**STATED PROBLEM**
Please output the lines shown below exactly as they appear.

-- begin MATERIAL SHOWN --

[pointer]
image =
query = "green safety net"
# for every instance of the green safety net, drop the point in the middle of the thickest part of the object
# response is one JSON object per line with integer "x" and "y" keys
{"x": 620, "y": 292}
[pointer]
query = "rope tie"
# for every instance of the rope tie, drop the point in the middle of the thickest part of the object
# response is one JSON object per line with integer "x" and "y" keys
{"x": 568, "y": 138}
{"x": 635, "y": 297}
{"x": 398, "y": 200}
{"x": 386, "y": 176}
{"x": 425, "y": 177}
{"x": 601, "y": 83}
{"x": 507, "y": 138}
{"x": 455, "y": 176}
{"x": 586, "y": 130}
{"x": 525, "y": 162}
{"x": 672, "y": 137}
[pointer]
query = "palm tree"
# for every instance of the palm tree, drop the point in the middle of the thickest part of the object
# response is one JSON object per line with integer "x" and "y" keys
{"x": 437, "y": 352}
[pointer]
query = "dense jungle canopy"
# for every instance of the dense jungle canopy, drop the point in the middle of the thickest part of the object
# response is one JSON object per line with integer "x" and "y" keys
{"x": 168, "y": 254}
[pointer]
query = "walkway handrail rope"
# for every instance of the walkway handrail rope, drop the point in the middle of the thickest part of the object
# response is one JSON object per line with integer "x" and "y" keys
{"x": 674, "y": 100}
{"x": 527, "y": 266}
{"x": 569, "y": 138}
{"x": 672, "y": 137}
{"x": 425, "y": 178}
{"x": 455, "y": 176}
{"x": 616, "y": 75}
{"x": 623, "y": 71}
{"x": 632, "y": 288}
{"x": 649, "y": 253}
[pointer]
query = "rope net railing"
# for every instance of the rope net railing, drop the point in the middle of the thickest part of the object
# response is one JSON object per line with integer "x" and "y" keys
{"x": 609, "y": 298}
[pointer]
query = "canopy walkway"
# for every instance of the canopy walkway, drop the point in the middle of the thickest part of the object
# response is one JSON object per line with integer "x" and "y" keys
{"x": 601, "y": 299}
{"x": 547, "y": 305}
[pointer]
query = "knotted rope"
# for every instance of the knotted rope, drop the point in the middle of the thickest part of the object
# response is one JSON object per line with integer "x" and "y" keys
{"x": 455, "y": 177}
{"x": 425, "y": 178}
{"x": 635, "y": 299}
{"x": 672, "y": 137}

-- end MATERIAL SHOWN --

**ANSWER TO THIS PROBLEM**
[pointer]
image =
query = "green safety net"
# for every instance of the green safety net, drop the point in the middle of the thickest part of the object
# response is one JSON object per line with integer "x" and "y" keys
{"x": 620, "y": 292}
[pointer]
query = "rope tie"
# for every instance of the rope tie, drop the point in the middle of the thickest part of the object
# response is one JSON object per line with integer "x" and "y" keys
{"x": 568, "y": 138}
{"x": 635, "y": 297}
{"x": 398, "y": 200}
{"x": 386, "y": 176}
{"x": 425, "y": 177}
{"x": 601, "y": 83}
{"x": 507, "y": 138}
{"x": 455, "y": 176}
{"x": 586, "y": 130}
{"x": 525, "y": 162}
{"x": 672, "y": 137}
[pointer]
query = "palm tree"
# for every instance of the palm tree, drop the point in the middle of the thickest part of the object
# response is one JSON object per line with integer "x" and "y" keys
{"x": 437, "y": 352}
[pointer]
query = "dense jungle canopy"
# for every instance of the dense jungle canopy, drop the point in the middle of the thickest part of the object
# response is one JSON object per line with integer "x" and "y" keys
{"x": 168, "y": 254}
[pointer]
query = "walkway handrail rope"
# for every instance of the walkway handrail rope, drop the point in the middle of the thickest part of the object
# response is one JSON object per line with integer "x" and "y" keys
{"x": 674, "y": 100}
{"x": 527, "y": 266}
{"x": 569, "y": 138}
{"x": 672, "y": 137}
{"x": 425, "y": 178}
{"x": 455, "y": 176}
{"x": 616, "y": 75}
{"x": 623, "y": 71}
{"x": 632, "y": 288}
{"x": 649, "y": 253}
[pointer]
query = "rope net railing"
# for every instance of the rope net railing, drop the point in the middle of the thickest part of the object
# response is one JSON object per line with integer "x" and "y" keys
{"x": 609, "y": 298}
[pointer]
query = "canopy walkway"
# for every instance of the canopy walkway, drop the point in the middle of the thickest part of the object
# response is one JSON object per line with integer "x" and "y" keys
{"x": 601, "y": 299}
{"x": 547, "y": 305}
[pointer]
query = "knotted rope"
# for every instance of the knotted rope, drop the point in the middle of the thickest part of the object
# response is one JSON object per line with integer "x" and "y" keys
{"x": 455, "y": 177}
{"x": 425, "y": 178}
{"x": 635, "y": 299}
{"x": 672, "y": 137}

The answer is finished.